### Objectif 1
D'après le texte sur les autruches, pourquoi l'élevage est-il très rémunérateur ? Répondez, s'il vous plaît, en une à trois phrases.
### Objectif 2
Traduisez en anglais cette phrase du texte sur les autruches : « La plume ne s’arrache pas ; elle se coupe, à une petite distance de la peau, tous les huit mois au Cap et tous les dix mois en Algérie, où cette industrie est aussi en voie de développement. »
### Objectif 3
Recopiez à l'identique le passage du texte sur les autruches qui commence par les mots contenant "Grâce à des" et finit par "une plume nouvelle.".

### Texte à lire

+ + + +

Stimulés par l’heureuse issue de cette tentative, les colons anglais et hollandais organisèrent de grands parcs à autruches. On ne comptait dans l’Afrique du Sud que 80 de ces animaux à l’état domestique, lorsqu’ils commencèrent leurs opérations en 1865. Dix ans plus tard, le nombre avait passé à 22 000 et atteignait 50 000 en 1880, d’après un recensement officiel. L’exportation des plumes suivait un développement parallèle : de 1 500 kilos au début, elle s’éleva progressivement à 30 000, 60 000 et 90 000 kilos, représentant une valeur de 23 millions de francs et devenant, après les diamans et la laine, le principal trafic de la colonie.
Grâce à des appareils perfectionnés d’incubation, la réussite des couvées est toujours assurée ; à trois ans, l’autruche est parvenue à l’âge adulte, et sa période de productivité dure une quinzaine d’années. L’entretien annuel coûte environ 90 francs par tête, et la tonte, représentée par 1kg, 500 de plumes, rapporte au minimum 250 francs et a parfois dépassé 1 000 francs ; l’élevage est donc très rémunérateur.
La plume ne s’arrache pas ; elle se coupe, à une petite distance de la peau, tous les huit mois au Cap et tous les dix mois en Algérie, où cette industrie est aussi en voie de développement. Le tuyau, resté sur l’animal, se flétrit alors et tombe au bout de quelques semaines, tandis que pointe une plume nouvelle.

+ + + +

### Données fournies
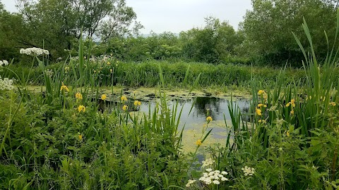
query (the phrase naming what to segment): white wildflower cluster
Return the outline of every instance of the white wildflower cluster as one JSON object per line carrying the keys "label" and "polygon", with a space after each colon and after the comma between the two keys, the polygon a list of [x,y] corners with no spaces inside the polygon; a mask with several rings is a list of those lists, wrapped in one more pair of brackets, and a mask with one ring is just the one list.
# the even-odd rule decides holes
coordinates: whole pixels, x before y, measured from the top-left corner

+ + + +

### Réponse 1
L'élevage est très rémunérateur parce que l'entretien annuel d'une autruche coûte environ 90 francs par tête. La tonte de ses plumes rapporte au minimum 250 francs et a parfois dépassé 1 000 francs.

### Réponse 2
The feather is not plucked out; it is cut a short distance from the skin, every eight months at the Cape and every ten months in Algeria, where this industry is also developing.

### Réponse 3
Grâce à des appareils perfectionnés d’incubation, la réussite des couvées est toujours assurée ; à trois ans, l’autruche est parvenue à l’âge adulte, et sa période de productivité dure une quinzaine d’années. L’entretien annuel coûte environ 90 francs par tête, et la tonte, représentée par 1kg, 500 de plumes, rapporte au minimum 250 francs et a parfois dépassé 1 000 francs ; l’élevage est donc très rémunérateur.
La plume ne s’arrache pas ; elle se coupe, à une petite distance de la peau, tous les huit mois au Cap et tous les dix mois en Algérie, où cette industrie est aussi en voie de développement. Le tuyau, resté sur l’animal, se flétrit alors et tombe au bout de quelques semaines, tandis que pointe une plume nouvelle.